Exercise description: Arrange all the records below as a two-column CSV with the header check_text,coordinates: one row per record, its text in the first field and its answer in the second, each field in double quotes with any line breaks replaced by spaces. Leave the pictures out.

Data for this task:
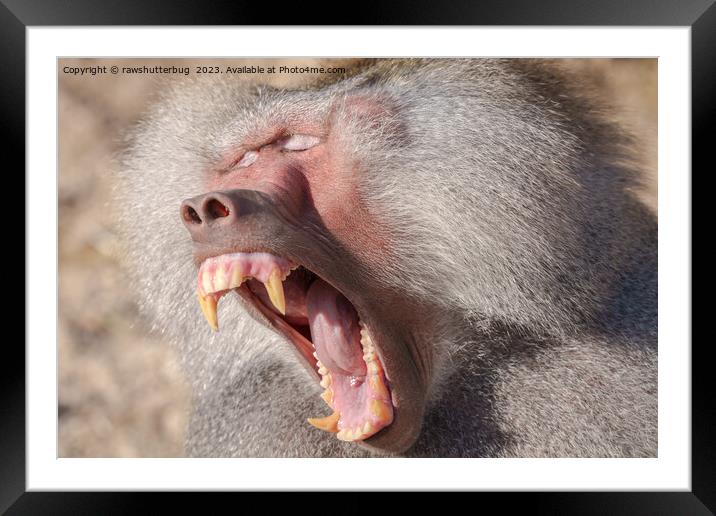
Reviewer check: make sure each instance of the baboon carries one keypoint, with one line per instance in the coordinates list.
(418, 257)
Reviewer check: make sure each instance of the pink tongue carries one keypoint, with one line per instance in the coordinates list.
(334, 330)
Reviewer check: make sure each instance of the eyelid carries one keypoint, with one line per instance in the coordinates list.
(298, 142)
(248, 159)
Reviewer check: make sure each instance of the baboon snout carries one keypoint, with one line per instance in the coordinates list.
(211, 217)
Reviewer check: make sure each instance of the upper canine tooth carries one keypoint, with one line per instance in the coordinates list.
(274, 287)
(208, 308)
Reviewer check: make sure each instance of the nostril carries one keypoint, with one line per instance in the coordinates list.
(216, 209)
(190, 215)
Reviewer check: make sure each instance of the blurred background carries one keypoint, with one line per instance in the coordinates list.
(121, 391)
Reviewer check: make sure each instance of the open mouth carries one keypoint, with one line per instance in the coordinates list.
(321, 323)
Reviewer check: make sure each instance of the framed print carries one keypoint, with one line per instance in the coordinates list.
(434, 257)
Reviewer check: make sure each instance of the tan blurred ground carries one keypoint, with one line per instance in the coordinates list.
(121, 392)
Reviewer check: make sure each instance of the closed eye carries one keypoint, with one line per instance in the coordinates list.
(248, 159)
(298, 142)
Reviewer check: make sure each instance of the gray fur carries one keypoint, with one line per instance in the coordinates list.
(507, 194)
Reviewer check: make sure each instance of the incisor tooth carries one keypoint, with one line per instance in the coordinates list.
(206, 282)
(236, 278)
(274, 287)
(327, 396)
(380, 410)
(328, 423)
(221, 282)
(208, 308)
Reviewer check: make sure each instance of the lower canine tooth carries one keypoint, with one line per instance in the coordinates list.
(208, 308)
(274, 287)
(328, 423)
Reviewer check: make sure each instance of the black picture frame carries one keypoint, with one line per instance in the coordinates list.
(700, 15)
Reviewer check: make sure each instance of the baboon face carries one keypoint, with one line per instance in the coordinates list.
(284, 225)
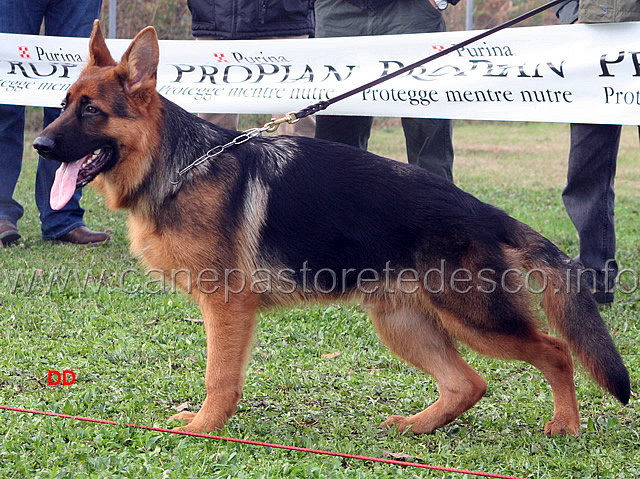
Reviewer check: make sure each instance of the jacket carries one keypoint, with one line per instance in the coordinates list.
(250, 19)
(598, 11)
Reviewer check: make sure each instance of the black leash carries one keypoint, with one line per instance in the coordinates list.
(293, 117)
(322, 105)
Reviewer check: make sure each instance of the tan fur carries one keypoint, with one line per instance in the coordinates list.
(203, 241)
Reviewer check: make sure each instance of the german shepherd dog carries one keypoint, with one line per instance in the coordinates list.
(280, 220)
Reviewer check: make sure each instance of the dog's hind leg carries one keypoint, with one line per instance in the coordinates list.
(550, 356)
(229, 327)
(417, 338)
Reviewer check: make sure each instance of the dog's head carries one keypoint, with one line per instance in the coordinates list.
(99, 124)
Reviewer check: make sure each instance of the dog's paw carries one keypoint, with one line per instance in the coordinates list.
(558, 427)
(399, 422)
(186, 416)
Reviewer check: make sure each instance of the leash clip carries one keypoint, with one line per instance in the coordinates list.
(272, 126)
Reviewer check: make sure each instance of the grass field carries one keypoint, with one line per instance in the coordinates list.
(319, 376)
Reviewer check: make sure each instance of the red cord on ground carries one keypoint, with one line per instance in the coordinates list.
(263, 444)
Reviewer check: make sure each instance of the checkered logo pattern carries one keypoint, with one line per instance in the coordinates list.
(220, 58)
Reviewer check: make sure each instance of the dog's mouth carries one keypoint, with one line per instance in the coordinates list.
(76, 174)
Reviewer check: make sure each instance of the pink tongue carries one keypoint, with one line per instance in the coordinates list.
(64, 184)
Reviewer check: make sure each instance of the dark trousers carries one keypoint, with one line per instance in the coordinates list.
(61, 18)
(429, 142)
(589, 200)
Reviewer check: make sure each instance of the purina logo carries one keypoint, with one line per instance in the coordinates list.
(59, 56)
(220, 58)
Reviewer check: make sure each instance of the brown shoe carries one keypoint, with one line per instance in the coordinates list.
(83, 235)
(8, 233)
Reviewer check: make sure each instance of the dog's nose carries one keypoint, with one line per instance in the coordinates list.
(44, 145)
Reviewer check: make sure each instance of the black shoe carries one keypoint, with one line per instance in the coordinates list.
(8, 233)
(83, 235)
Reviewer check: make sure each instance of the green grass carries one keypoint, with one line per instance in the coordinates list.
(137, 358)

Exercise output:
check_text,coordinates
"Reviewer check: make sure each instance of the baboon carries one keypoint, with one line per instance in the coordinates list.","(418, 257)"
"Reviewer check: make sure each instance of the pink tongue carries one keypoint, with one line per instance in the coordinates list.","(334, 330)"
"Reviewer check: make sure each instance of the eyelid carries one keypoint, with one line per instance in the coordinates list.","(298, 142) (248, 159)"
"Reviewer check: make sure each instance of the baboon snout carries one keypoint, with one line per instance in the coordinates list.","(211, 217)"
"Reviewer check: make sure each instance of the upper canine tooth carries one keypoint, with one line per instance in the coordinates list.","(274, 287) (208, 308)"
"Reviewer check: make sure each instance of the nostril carries one keypoint, with one line per instance in the coordinates list.","(216, 209) (190, 215)"
"Reviewer check: make sure each instance of the blurred background carries one keypoint, with one line per instance in the coordinates list.","(121, 391)"
"Reviewer check: make sure each instance of the open mouth carries one keypoint, with one line per instance in the coordinates list.","(321, 323)"
"Reviewer check: make sure each instance of the framed print carries one keypoint, with one line per instance in the coordinates list.","(434, 257)"
"Reviewer check: make sure each instance of the tan blurred ground carries one keypoint, with one line per instance in the coordinates list.","(121, 392)"
"Reviewer check: make sure each instance of the closed eye carries one keypoint, with one line per instance in the coordinates list.","(248, 159) (298, 142)"
"Reviewer check: make sure each instance of the gray fur carries one keypoint, with one line per instance in the coordinates list.","(507, 194)"
"Reviewer check: make sure each instance of the incisor tooth carries one keypoint, with one line per instance in the coordinates list.","(206, 282) (236, 278) (274, 287) (327, 396) (380, 410) (328, 423) (221, 282) (208, 308)"
"Reviewer check: make sure each instance of the lower canine tooth carries one keypoint, with one line per instance in the coordinates list.","(208, 308) (274, 287) (328, 423)"
"Reviewer check: make sure each instance of the black picture frame carries one keypoint, with one line per instance in the coordinates list.","(700, 15)"
"Reviewer check: make sure each instance of the baboon face carries one keypoint, with one line per instance in the coordinates list.","(284, 225)"
"Reviewer check: make sure each instance of the jacket carries one keypoint, with one line per instance in the coordinates list.","(250, 19) (598, 11)"
"Reviewer check: make sure each instance of the black leash carries one keypoint, with one line per instance in the coordinates list.","(293, 117) (322, 105)"
"Reviewer check: make sure each instance of the tan fur carries one keypoint, with one line per instance in the coordinates list.","(203, 241)"
"Reviewer check: make sure each instance of the german shepherd dog carries one keypoint, with one line per instance in the coordinates list.","(280, 220)"
"Reviewer check: make sure each instance of the dog's hind leg carries one keypoint, with one line per instance in the coordinates list.","(550, 356) (229, 327) (417, 338)"
"Reviewer check: make sure each instance of the dog's head carries one keypoint, with one line per instance in the coordinates list.","(99, 124)"
"Reviewer check: make sure each instance of the dog's paw carries one keypoint, with one line per instance in the coordinates list.","(558, 427) (399, 422) (186, 416)"
"Reviewer check: make sure each instance of the leash clip carries one keypoint, with one line per instance in the coordinates list.","(272, 126)"
"Reviewer check: make sure each instance of the grass field carries one keypoint, with one line per instance in the coordinates list.","(319, 376)"
"Reviewer check: make sure each instance of the red cord on ground carries one keypoint, with one line per instance in the coordinates list.","(263, 444)"
"Reviewer check: make sure each instance of the checkered logo pattern carries one keypoint, with one line per instance in the coordinates list.","(220, 58)"
"Reviewer check: make sure each instance of the dog's mouth carries one keypoint, with one line per instance in the coordinates list.","(76, 174)"
"Reviewer check: make sure each instance of the pink tongue carries one keypoint, with one line per instance in the coordinates list.","(64, 184)"
"Reviewer check: make sure each instance of the dark trousers carries one keypoint, with one line per instance in the coordinates list.","(61, 18) (429, 142) (589, 200)"
"Reviewer check: make sure each instance of the purina logo carries one keypoint, with one line per instance in the coordinates list.","(59, 56) (220, 58)"
"Reviewer check: make sure each instance of the brown shoe carries one keypoint, with one line per instance in the coordinates list.","(83, 235) (8, 233)"
"Reviewer check: make sure each instance of the dog's nose carries one keypoint, with one line per instance in the coordinates list.","(44, 145)"
"Reviewer check: make sure each instance of the black shoe carries one keypoint, with one line per instance in the coordinates list.","(8, 233) (83, 235)"
"Reviewer check: make sure each instance of the green grass carries one keypoint, with one line per instance in the coordinates list.","(137, 358)"